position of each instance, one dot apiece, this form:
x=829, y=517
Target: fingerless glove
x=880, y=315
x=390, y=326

- _Your instructions_:
Rewrite every line of the listing above, the request lines included. Multiply only the x and y point coordinates in the answers by 1.85 and round each result to a whole number, with halves rounded up; leave the numbers in the request and its format sample unchanged.

- _Result_:
position of each instance, one dot apiece, this form:
x=829, y=517
Target: fingerless glove
x=1628, y=583
x=722, y=603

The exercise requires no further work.